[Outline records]
******************************
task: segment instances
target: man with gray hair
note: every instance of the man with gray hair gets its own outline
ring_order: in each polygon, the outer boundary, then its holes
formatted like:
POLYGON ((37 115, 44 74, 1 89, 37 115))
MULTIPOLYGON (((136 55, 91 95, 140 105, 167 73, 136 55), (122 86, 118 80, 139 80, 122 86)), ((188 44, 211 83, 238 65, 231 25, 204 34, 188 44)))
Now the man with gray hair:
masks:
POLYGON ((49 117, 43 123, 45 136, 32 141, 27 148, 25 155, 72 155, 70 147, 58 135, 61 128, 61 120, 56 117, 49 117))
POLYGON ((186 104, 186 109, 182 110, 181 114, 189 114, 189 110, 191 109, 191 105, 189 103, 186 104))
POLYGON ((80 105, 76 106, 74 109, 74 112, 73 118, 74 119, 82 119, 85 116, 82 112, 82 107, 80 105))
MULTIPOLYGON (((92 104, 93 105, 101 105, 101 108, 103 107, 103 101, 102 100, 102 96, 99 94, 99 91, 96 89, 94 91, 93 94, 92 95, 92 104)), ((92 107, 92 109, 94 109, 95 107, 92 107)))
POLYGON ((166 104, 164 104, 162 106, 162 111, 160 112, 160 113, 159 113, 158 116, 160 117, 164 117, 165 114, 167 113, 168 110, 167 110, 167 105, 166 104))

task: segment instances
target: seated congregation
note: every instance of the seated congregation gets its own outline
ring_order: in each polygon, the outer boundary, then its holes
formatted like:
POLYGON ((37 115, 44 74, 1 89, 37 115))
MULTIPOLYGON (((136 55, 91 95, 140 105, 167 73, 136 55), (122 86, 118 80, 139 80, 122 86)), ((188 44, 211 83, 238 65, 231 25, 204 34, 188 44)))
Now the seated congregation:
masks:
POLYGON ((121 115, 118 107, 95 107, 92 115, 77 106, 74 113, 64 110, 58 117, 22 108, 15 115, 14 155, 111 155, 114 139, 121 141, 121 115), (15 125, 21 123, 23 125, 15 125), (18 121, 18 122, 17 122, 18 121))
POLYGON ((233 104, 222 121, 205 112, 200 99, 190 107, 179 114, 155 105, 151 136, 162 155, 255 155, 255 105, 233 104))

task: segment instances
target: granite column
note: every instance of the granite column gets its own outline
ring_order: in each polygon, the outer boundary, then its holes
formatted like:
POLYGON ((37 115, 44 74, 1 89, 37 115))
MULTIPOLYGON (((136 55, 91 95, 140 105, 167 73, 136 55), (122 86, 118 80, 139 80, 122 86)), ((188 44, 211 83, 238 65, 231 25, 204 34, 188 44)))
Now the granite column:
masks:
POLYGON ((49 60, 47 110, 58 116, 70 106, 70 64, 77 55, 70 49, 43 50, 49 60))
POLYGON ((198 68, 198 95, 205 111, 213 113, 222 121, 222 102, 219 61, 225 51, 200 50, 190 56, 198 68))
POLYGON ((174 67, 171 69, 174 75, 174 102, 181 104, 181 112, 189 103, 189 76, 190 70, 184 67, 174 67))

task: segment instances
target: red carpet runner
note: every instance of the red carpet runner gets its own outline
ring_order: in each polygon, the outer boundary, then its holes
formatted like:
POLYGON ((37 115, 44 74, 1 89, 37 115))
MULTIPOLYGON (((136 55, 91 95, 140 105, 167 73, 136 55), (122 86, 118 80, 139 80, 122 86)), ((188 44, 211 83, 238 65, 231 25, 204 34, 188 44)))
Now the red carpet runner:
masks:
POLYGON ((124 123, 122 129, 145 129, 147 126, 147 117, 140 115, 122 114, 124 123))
******************************
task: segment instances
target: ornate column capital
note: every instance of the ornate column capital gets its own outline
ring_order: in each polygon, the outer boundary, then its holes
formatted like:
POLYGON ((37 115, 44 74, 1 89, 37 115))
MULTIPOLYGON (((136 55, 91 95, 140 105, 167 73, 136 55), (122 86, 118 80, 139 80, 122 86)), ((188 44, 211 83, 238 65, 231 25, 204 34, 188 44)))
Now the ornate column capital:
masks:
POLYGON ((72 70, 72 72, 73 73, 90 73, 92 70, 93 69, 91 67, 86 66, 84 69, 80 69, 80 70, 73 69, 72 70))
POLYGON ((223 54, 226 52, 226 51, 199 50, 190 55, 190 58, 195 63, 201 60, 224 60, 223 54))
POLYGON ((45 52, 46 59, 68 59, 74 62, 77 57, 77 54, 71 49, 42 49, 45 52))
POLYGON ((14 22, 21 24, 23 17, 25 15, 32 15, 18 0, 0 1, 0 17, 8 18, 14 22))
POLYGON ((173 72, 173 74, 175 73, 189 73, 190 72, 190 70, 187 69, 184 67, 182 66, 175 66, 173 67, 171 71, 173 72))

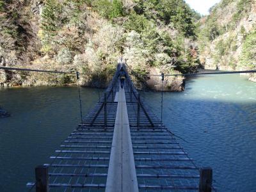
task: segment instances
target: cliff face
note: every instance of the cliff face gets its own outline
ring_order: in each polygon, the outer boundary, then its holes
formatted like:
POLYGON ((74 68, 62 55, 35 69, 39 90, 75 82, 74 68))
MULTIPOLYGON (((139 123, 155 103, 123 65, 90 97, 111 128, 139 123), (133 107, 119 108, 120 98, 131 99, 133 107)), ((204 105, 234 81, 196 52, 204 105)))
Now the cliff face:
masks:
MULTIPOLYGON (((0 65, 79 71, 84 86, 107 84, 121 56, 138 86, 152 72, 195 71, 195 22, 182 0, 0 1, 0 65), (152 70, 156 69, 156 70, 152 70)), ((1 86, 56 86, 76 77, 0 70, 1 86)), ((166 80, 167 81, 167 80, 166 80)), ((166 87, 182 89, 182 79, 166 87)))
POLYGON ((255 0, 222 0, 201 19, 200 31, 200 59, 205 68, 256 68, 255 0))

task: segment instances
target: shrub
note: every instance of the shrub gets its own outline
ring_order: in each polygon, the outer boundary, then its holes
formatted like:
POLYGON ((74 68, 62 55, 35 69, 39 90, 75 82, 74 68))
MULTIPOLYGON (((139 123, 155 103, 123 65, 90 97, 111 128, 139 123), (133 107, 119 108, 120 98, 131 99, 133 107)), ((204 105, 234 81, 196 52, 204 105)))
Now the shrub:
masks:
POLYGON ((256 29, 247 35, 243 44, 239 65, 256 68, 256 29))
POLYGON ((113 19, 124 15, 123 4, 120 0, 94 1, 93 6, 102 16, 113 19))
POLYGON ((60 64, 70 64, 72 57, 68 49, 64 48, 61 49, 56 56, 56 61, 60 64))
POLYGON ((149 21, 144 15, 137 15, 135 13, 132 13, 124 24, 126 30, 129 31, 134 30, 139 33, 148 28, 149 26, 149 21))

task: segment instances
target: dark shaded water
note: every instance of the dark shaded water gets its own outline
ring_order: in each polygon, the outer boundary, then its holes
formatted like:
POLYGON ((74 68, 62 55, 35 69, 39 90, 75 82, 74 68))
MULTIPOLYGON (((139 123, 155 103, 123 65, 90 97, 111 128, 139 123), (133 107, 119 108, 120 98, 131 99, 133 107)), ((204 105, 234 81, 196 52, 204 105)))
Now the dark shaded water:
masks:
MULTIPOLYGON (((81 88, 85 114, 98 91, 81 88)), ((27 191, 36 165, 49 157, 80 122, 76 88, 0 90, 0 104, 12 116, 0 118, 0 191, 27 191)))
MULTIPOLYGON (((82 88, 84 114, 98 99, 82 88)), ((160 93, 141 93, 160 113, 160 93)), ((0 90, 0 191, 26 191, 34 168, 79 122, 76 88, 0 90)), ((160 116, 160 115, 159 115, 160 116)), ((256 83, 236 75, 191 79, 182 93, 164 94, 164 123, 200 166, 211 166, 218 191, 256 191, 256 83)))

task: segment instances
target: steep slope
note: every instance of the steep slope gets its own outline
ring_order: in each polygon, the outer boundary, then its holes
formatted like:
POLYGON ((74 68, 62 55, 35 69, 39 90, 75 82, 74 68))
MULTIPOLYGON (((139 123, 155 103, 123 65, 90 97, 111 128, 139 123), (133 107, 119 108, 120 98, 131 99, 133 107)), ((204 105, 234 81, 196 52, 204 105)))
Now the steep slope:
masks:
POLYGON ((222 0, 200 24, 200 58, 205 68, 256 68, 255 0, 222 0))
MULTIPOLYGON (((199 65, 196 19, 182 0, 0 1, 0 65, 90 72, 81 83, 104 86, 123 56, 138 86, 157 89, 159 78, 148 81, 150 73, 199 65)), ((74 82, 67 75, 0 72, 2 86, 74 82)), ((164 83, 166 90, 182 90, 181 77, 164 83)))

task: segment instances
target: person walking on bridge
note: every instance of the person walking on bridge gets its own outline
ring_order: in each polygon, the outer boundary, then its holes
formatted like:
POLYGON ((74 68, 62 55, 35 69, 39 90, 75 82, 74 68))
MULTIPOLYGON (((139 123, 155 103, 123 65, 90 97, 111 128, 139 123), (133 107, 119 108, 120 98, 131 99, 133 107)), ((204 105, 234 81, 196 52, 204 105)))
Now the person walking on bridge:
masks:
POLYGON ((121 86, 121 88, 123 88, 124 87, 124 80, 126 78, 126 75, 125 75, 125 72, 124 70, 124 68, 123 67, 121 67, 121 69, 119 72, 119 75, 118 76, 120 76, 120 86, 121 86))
******************************
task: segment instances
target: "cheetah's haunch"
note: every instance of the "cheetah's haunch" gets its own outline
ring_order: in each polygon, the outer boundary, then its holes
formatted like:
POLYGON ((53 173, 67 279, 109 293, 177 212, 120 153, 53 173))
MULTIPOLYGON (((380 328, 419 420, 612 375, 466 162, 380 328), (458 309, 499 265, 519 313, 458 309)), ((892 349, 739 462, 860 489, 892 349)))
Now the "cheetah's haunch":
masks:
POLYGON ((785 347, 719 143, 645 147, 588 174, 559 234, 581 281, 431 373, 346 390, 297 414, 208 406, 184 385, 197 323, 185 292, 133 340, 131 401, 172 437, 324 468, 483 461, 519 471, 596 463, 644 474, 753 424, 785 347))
******************************
Pick out every line of the data above that contains the word "column", and copy each one.

target: granite column
note: every instance of the granite column gets its own outline
Now the granite column:
target: ornate column capital
note: every instance of the ornate column capital gets its own outline
Now the ornate column capital:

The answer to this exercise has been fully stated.